======== Excerpted passage ========

Aspects related to trust, decision-making instruments and transparency in accountability play a priority role in the management of NPOs (Weidenbaum, 2009; Keating and Thrandardottir, 2017).

On the other hand, it is not possible to apply indicators of profit or profitability obtained to NPOs since it is necessary to take into account different social objectives that, in most cases, are difficult to quantify. In short, all the measures that are commonly used in the business environment are meaningless in the non-profit sector, and instead, other elements must be designed to assess the achievements of NPOs, such as indicators (Perdomo, 2007).

For this reason, it is necessary to identify another way to measure whether NPO management is adequate, for which it is undoubtedly essential to know whether the resources the NPO has are allocated to the intended purpose (González-Sánchez and Rúa-Alonso, 2007), thus fulfilling the expectations that the stakeholders have about the organization.

Based on the above, we state the following two hypotheses sequentially, so the second hypothesis will be tested in the event that the first hypothesis is confirmed:

  • Hypothesis 1: NPOs require systems for evaluating the management of social services under the current economic conditions characterized by greater competition and demands.

  • Hypothesis 2: Efficiency, effectiveness and excellence are key criteria for the development of sets of indicators.

Therefore, we first specify the objectives of the research to analyse the economic-financial and budgetary control models of the ONCE. The analysis allows us to study and confirm, where appropriate, the information needs not covered by the ONCE’s management tools. Second, and mainly, we propose a model of management indicators covering all social dimensions, and we take into account previous initiatives in the same field, as well as the contributions of the entities themselves.

======== Excerpted data ========

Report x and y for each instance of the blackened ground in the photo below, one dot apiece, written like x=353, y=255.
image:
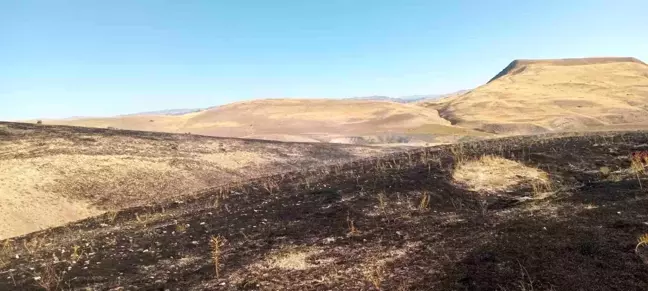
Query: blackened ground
x=366, y=225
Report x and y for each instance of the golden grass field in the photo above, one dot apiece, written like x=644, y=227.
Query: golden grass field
x=303, y=120
x=555, y=95
x=53, y=175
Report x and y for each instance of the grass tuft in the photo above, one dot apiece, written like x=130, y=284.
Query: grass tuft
x=216, y=243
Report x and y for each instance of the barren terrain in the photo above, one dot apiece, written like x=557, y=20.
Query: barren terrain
x=536, y=96
x=548, y=212
x=51, y=175
x=310, y=120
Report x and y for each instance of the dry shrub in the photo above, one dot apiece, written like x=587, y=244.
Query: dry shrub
x=291, y=258
x=6, y=252
x=216, y=243
x=49, y=278
x=492, y=174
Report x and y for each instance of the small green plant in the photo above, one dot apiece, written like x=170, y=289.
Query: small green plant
x=382, y=201
x=642, y=241
x=375, y=275
x=458, y=153
x=351, y=224
x=270, y=186
x=637, y=166
x=49, y=279
x=5, y=253
x=32, y=245
x=216, y=243
x=181, y=228
x=425, y=201
x=75, y=253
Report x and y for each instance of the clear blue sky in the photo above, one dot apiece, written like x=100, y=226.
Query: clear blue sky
x=100, y=58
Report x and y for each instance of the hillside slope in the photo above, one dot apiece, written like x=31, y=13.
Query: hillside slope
x=407, y=221
x=290, y=120
x=51, y=175
x=532, y=96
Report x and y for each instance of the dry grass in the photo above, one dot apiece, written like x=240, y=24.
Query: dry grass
x=216, y=243
x=49, y=278
x=291, y=258
x=491, y=174
x=52, y=175
x=309, y=120
x=536, y=96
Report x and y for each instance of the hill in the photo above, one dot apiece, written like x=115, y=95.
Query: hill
x=522, y=213
x=535, y=96
x=317, y=120
x=51, y=175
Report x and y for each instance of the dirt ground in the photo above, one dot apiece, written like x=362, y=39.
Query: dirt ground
x=395, y=223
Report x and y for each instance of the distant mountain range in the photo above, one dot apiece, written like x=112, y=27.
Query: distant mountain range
x=402, y=99
x=409, y=98
x=168, y=112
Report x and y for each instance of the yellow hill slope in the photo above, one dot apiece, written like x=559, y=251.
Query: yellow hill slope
x=290, y=120
x=553, y=95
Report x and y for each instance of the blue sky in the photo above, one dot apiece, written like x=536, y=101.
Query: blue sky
x=100, y=58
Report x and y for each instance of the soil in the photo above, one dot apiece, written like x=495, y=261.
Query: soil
x=393, y=223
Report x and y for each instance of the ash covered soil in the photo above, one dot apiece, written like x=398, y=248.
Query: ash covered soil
x=400, y=222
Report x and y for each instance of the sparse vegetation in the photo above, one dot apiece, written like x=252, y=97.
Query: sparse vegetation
x=216, y=243
x=318, y=237
x=49, y=278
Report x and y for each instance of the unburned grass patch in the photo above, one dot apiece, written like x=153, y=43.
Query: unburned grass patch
x=492, y=174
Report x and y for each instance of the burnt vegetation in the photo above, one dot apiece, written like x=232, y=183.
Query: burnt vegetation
x=398, y=222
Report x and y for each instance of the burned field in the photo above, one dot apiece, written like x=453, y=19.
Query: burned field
x=401, y=222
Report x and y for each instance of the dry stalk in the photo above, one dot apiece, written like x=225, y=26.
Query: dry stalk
x=216, y=243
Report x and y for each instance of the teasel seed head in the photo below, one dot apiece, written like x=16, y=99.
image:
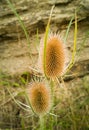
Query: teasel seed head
x=55, y=56
x=40, y=98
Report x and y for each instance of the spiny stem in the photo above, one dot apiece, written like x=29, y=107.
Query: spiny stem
x=45, y=40
x=74, y=47
x=41, y=122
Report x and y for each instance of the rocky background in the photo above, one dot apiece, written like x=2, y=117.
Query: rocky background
x=16, y=53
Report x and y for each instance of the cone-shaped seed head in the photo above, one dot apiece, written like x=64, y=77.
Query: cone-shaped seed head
x=55, y=56
x=40, y=98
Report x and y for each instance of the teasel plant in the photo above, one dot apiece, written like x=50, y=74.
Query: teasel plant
x=52, y=60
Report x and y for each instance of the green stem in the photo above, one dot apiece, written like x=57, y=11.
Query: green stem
x=41, y=122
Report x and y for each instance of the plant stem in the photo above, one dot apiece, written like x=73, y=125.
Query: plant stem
x=41, y=122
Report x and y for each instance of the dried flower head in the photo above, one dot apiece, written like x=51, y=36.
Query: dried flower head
x=55, y=56
x=40, y=98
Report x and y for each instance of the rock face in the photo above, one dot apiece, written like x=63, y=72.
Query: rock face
x=14, y=50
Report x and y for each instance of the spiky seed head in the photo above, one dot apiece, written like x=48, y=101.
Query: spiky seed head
x=40, y=98
x=55, y=56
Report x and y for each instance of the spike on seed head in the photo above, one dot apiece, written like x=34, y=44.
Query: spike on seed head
x=40, y=98
x=55, y=56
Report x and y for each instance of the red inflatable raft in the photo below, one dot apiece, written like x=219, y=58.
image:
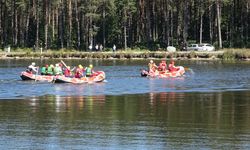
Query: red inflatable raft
x=98, y=76
x=164, y=74
x=29, y=76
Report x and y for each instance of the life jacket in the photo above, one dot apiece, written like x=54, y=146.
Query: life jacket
x=50, y=71
x=57, y=70
x=78, y=73
x=171, y=68
x=67, y=72
x=88, y=71
x=44, y=71
x=151, y=66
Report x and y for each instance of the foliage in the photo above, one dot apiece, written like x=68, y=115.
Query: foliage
x=142, y=24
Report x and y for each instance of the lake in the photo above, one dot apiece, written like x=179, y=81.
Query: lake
x=208, y=108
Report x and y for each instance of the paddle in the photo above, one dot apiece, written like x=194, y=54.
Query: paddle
x=189, y=69
x=63, y=63
x=36, y=73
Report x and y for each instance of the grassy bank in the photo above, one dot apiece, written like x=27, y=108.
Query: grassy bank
x=130, y=54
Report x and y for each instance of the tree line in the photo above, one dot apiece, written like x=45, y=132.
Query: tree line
x=145, y=24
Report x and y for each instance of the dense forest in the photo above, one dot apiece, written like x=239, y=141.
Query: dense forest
x=145, y=24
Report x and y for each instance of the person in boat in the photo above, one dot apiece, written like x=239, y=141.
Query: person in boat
x=67, y=72
x=162, y=66
x=152, y=67
x=171, y=67
x=50, y=70
x=44, y=70
x=89, y=71
x=57, y=70
x=79, y=71
x=32, y=68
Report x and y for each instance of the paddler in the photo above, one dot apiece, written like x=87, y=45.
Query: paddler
x=171, y=66
x=57, y=70
x=162, y=66
x=89, y=71
x=152, y=66
x=32, y=68
x=44, y=70
x=79, y=71
x=67, y=72
x=50, y=70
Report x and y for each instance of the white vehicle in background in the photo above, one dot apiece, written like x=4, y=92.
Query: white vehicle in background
x=206, y=47
x=201, y=47
x=193, y=47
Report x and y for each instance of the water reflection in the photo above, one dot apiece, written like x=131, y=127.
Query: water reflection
x=167, y=120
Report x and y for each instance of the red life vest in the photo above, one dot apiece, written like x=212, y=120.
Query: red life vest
x=67, y=72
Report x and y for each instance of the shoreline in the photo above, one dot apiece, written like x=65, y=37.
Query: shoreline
x=179, y=55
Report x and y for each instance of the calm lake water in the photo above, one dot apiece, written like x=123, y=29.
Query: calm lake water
x=209, y=108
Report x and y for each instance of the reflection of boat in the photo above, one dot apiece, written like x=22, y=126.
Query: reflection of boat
x=98, y=76
x=29, y=76
x=164, y=74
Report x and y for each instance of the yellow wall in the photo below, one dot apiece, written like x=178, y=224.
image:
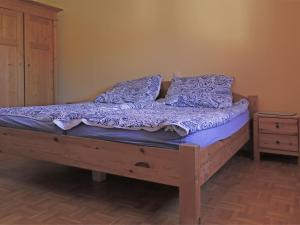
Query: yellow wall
x=104, y=41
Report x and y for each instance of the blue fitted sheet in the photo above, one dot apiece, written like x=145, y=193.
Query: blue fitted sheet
x=26, y=123
x=160, y=138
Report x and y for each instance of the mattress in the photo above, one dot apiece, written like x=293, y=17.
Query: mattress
x=26, y=123
x=160, y=138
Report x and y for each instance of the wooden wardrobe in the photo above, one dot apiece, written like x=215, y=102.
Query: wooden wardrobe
x=27, y=53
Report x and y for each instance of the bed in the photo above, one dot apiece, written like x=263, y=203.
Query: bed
x=177, y=163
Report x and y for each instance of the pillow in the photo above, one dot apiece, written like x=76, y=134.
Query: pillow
x=207, y=91
x=140, y=90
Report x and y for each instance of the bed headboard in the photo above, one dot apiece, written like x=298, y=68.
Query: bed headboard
x=252, y=98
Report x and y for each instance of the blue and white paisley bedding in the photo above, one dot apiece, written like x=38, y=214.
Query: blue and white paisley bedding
x=150, y=117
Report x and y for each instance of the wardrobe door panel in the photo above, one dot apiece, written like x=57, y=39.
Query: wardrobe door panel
x=39, y=74
x=11, y=58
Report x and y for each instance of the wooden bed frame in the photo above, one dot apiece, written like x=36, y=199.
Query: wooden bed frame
x=188, y=168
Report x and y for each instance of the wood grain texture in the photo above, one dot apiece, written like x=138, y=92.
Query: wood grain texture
x=31, y=7
x=187, y=168
x=98, y=176
x=11, y=58
x=281, y=142
x=278, y=125
x=276, y=135
x=39, y=61
x=189, y=187
x=242, y=192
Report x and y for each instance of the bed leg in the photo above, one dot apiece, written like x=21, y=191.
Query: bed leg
x=98, y=176
x=189, y=186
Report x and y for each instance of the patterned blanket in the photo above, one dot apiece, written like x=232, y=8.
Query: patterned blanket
x=150, y=117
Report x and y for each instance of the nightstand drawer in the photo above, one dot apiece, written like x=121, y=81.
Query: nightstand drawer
x=278, y=126
x=280, y=142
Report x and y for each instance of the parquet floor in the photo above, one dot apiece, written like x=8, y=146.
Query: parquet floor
x=243, y=192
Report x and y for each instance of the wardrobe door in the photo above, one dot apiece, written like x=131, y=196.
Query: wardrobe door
x=39, y=72
x=11, y=58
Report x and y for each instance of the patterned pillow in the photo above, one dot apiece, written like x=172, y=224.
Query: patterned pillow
x=140, y=90
x=207, y=91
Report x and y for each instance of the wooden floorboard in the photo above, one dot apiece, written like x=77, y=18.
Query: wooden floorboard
x=243, y=192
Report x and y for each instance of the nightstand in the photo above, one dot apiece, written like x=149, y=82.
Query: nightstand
x=276, y=134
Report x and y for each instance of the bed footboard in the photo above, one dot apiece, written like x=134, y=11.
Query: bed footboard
x=189, y=185
x=187, y=168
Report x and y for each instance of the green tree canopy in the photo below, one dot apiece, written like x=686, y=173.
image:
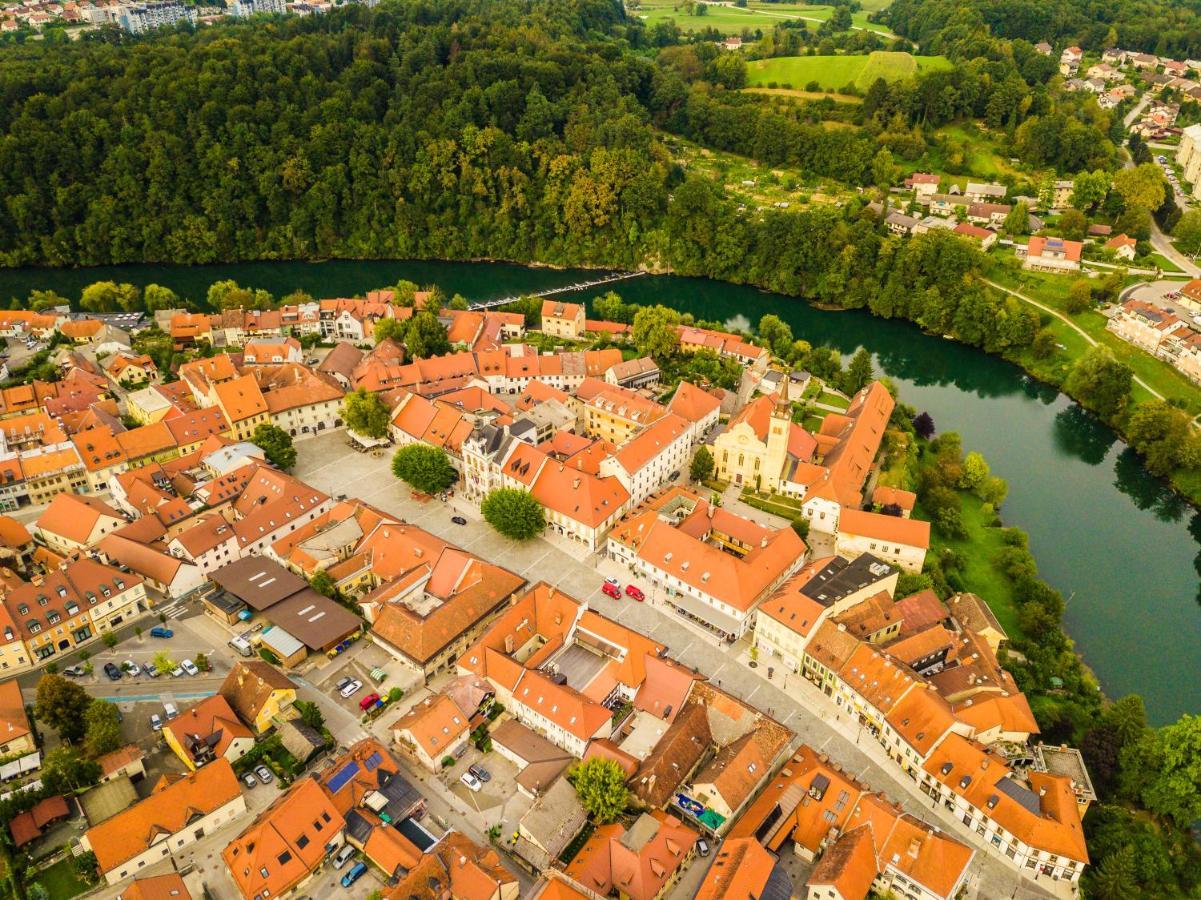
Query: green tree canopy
x=514, y=513
x=102, y=728
x=601, y=786
x=365, y=413
x=276, y=445
x=61, y=704
x=424, y=468
x=701, y=468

========

__Tasks to perform__:
• 1. Give again the stretch of the passage on nonprofit management from "Based on the" through "competition and demands.".
• 2. For each statement, say yes or no as to whether the passage on nonprofit management agrees with it, and quote the deciding words: (a) profit indicators can be applied to NPOs; (b) the second hypothesis is tested only if the first is confirmed; (c) efficiency, effectiveness and excellence are named as key criteria for developing sets of indicators.
• 3. Answer these questions from the passage on nonprofit management:
(a) Which works are cited for the priority role of trust, decision-making instruments and transparency in accountability?
(b) What does the passage give as an example of other elements that must be designed to assess the achievements of NPOs?
(c) Whose economic-financial and budgetary control models does the research analyze?

__Task solutions__:
• 1.
Based on the above, we state the following two hypotheses sequentially, so the second hypothesis will be tested in the event that the first hypothesis is confirmed:

  • Hypothesis 1: NPOs require systems for evaluating the management of social services under the current economic conditions characterized by greater competition and demands.

• 2.
(a) No: "it is not possible to apply indicators of profit or profitability obtained to NPOs"
(b) Yes: "the second hypothesis will be tested in the event that the first hypothesis is confirmed"
(c) Yes: "Efficiency, effectiveness and excellence are key criteria for the development of sets of indicators"

• 3.
(a) Weidenbaum, 2009, and Keating and Thrandardottir, 2017
(b) Indicators
(c) The ONCE's